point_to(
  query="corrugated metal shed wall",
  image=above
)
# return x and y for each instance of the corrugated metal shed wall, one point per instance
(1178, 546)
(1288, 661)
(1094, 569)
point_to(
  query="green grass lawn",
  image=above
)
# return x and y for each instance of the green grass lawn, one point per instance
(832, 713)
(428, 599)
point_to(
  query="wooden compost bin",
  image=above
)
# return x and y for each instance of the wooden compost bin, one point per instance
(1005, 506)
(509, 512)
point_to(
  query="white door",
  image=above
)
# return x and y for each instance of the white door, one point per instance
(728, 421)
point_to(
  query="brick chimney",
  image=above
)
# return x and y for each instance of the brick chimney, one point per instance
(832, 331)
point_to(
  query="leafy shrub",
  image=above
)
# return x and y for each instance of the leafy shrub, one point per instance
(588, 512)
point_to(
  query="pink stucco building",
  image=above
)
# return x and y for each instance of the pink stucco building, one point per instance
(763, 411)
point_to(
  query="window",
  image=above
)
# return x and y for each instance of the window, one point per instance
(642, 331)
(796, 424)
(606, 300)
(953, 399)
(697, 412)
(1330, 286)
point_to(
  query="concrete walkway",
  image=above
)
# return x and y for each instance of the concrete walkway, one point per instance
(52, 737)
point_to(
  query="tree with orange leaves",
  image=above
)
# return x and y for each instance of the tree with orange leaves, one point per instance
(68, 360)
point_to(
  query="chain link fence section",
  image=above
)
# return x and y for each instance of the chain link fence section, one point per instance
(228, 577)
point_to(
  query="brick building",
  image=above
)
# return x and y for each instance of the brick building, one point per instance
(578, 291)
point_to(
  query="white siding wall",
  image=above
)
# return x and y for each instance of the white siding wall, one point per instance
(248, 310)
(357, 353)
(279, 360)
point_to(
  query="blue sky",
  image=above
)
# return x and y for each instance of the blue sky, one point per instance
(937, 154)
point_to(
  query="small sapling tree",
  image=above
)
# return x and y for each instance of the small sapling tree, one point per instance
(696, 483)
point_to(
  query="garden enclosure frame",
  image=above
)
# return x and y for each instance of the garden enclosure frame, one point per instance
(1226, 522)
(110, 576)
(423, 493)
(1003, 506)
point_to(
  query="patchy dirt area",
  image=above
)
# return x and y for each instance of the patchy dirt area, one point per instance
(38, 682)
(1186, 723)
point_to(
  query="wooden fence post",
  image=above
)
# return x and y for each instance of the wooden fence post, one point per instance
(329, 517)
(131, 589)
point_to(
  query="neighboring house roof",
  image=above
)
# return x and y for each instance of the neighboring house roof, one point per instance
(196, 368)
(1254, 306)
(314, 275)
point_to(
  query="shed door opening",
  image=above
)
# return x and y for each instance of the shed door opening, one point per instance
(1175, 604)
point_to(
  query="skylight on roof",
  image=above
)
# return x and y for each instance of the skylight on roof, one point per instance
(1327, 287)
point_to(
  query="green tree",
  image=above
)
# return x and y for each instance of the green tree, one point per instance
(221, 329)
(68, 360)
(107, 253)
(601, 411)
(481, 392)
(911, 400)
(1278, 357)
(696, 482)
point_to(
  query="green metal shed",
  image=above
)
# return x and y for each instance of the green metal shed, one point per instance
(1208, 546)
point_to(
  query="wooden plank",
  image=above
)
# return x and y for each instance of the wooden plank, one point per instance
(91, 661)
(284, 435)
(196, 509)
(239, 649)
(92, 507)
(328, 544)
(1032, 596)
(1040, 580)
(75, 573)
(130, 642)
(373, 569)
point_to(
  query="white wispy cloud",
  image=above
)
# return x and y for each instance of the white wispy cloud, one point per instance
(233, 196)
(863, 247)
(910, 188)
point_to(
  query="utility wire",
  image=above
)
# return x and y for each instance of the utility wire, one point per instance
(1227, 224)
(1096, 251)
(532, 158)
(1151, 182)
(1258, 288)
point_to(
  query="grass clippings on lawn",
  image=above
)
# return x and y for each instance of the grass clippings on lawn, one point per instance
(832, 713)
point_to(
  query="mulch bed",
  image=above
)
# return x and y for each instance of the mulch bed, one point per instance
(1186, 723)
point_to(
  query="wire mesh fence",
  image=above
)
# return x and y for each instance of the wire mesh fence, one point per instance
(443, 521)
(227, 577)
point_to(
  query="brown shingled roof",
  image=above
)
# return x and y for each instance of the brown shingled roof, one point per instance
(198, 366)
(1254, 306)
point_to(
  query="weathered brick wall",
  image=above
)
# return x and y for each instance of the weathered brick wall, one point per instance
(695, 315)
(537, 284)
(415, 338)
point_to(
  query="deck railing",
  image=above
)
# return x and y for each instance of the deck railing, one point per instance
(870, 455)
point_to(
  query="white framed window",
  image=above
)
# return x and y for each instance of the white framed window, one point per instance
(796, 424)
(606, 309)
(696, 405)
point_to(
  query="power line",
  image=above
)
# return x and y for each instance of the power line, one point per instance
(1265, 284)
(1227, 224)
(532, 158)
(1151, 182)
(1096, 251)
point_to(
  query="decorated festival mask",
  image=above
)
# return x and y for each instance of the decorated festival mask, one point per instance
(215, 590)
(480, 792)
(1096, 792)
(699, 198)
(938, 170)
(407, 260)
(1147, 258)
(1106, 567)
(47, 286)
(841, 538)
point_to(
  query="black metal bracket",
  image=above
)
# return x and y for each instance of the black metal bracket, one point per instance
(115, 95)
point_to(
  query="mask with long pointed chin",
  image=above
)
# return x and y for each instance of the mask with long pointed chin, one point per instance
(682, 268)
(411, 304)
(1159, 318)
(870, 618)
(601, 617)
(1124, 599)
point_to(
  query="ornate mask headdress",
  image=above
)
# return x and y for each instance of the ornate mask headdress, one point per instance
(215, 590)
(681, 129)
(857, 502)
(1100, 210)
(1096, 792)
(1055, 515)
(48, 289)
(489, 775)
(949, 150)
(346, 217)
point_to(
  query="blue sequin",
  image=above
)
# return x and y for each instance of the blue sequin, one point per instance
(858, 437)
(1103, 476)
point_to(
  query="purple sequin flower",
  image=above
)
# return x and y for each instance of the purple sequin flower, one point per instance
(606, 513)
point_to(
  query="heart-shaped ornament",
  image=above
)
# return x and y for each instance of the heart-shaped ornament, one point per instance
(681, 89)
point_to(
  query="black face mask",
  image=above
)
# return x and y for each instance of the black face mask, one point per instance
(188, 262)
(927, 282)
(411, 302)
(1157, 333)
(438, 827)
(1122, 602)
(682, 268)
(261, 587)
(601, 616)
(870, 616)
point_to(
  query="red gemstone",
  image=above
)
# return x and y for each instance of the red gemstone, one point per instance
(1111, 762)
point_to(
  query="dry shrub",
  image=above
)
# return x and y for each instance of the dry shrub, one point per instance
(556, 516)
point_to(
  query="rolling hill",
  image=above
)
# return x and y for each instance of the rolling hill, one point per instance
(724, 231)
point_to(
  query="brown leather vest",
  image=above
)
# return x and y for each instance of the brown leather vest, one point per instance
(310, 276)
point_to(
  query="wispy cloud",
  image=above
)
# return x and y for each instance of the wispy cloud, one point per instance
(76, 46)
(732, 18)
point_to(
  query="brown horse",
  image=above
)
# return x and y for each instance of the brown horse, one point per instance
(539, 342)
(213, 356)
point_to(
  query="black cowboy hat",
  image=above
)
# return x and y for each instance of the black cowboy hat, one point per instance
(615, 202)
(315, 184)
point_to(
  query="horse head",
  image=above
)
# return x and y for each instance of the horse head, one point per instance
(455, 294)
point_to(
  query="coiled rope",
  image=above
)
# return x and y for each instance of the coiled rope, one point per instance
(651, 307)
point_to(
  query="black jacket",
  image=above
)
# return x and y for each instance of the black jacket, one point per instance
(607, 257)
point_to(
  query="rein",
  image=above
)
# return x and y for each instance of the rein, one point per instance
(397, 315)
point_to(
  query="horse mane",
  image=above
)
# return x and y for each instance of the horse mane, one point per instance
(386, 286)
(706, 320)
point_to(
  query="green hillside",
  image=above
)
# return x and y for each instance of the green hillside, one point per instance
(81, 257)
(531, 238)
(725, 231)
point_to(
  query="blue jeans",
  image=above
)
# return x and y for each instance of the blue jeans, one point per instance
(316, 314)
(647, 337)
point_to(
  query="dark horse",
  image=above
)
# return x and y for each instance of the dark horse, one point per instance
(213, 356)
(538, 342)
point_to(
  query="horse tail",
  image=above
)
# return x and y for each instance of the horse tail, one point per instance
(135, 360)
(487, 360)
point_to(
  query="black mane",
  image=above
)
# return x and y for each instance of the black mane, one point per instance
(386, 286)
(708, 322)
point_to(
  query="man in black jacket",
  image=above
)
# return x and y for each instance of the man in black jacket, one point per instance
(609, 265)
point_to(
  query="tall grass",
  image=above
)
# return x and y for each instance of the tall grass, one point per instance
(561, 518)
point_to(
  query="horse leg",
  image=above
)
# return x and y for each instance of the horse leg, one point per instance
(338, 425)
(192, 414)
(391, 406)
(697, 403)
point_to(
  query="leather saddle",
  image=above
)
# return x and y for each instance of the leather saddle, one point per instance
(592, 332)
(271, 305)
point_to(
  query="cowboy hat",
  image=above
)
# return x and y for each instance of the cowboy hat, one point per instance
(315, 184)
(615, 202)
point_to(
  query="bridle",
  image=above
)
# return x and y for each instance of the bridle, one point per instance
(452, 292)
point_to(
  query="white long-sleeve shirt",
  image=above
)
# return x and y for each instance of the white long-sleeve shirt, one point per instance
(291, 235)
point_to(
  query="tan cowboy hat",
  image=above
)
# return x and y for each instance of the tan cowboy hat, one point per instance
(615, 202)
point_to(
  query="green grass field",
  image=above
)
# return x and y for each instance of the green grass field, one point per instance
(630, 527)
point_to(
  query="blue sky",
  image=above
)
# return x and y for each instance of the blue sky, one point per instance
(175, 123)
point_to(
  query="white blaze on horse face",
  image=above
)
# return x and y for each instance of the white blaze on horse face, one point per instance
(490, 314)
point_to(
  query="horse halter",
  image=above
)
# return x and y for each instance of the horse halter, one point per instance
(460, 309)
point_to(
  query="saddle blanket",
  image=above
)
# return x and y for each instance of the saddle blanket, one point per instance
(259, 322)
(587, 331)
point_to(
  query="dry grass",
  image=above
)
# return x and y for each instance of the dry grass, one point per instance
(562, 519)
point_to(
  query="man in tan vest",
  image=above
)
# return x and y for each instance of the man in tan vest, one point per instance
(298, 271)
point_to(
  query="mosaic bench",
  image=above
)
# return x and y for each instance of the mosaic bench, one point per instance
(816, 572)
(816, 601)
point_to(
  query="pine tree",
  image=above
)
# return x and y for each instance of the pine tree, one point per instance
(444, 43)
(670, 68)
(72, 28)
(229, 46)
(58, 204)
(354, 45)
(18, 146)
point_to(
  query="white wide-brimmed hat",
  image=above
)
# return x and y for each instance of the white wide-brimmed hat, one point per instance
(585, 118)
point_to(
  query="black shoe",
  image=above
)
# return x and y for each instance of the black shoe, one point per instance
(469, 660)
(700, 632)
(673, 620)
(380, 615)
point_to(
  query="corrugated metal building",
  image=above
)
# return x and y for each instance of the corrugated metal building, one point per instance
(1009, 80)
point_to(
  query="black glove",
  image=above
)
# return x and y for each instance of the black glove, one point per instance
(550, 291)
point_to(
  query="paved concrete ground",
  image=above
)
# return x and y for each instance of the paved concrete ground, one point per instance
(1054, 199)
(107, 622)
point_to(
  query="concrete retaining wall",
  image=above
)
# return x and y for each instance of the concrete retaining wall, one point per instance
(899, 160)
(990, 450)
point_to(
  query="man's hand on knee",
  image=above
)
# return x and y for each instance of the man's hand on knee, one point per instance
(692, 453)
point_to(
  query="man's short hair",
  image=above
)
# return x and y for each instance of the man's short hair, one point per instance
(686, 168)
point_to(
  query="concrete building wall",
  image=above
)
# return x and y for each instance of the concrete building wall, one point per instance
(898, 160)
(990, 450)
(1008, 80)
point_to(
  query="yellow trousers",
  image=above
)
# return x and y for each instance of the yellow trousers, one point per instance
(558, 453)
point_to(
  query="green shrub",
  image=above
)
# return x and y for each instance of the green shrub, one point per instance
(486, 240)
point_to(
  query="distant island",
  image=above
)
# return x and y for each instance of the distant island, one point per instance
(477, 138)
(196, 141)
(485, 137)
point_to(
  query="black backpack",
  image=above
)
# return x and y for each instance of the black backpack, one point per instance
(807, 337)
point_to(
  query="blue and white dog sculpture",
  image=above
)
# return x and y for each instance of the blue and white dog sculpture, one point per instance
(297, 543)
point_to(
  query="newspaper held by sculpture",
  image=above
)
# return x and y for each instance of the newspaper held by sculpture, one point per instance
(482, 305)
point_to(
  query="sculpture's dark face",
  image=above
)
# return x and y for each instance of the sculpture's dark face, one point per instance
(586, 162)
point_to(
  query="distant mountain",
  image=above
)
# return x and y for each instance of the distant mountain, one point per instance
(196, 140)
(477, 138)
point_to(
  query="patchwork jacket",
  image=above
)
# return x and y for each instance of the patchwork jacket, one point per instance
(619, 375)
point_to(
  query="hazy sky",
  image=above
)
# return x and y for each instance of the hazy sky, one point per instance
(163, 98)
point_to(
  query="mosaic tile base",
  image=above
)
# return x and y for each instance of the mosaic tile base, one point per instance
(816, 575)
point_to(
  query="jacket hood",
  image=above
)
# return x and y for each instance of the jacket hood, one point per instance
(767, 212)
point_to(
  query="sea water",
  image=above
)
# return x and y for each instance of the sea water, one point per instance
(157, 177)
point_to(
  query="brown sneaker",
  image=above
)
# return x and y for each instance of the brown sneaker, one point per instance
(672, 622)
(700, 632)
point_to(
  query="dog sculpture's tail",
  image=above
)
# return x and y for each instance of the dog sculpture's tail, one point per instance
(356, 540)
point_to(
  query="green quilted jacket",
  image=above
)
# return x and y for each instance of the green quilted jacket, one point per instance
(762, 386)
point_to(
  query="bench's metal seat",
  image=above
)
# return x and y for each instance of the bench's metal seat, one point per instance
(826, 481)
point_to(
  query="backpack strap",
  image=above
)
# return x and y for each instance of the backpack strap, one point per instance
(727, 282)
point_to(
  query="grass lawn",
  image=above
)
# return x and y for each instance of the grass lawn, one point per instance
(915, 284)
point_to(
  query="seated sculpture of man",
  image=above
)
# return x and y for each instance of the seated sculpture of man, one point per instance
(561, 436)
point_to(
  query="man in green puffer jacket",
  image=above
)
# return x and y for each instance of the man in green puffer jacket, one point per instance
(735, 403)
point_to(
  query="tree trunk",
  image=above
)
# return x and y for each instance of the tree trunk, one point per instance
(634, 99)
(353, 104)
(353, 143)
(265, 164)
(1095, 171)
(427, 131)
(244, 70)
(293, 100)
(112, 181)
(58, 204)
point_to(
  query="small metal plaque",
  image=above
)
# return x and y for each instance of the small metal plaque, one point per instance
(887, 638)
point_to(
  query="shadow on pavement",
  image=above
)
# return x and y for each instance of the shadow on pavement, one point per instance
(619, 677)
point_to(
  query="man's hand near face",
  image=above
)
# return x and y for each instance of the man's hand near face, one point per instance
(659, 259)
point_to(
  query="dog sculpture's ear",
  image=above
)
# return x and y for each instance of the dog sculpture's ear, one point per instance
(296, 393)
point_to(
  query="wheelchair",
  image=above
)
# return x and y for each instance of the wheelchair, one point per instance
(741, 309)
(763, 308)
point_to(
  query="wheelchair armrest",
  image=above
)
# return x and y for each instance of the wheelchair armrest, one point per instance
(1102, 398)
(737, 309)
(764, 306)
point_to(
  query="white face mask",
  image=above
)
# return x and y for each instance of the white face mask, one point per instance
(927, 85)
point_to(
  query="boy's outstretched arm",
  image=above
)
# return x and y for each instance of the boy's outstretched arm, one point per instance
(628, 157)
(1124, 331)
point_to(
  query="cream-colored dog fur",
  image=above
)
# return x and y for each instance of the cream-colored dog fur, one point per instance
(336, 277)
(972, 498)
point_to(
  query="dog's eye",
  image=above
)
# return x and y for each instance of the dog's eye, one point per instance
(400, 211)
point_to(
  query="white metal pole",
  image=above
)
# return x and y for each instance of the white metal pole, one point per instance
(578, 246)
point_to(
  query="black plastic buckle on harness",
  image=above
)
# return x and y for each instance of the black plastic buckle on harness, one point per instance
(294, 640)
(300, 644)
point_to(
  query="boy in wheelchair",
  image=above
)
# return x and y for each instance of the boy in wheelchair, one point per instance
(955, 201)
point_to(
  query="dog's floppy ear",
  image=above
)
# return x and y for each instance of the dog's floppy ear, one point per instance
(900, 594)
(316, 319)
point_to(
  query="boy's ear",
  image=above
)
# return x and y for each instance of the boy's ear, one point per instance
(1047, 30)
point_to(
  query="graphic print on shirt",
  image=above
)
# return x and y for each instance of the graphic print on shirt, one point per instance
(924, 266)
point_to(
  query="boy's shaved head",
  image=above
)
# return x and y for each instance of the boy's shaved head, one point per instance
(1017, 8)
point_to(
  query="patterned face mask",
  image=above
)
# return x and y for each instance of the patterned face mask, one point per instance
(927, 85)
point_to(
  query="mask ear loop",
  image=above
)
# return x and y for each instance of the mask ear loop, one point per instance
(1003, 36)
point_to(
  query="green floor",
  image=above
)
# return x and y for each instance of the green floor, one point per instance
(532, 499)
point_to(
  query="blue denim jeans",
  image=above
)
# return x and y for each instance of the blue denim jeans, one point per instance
****************************************
▸ Work instruction
The answer is a number only: how many lines of the data above include "denim"?

▸ Expected answer
2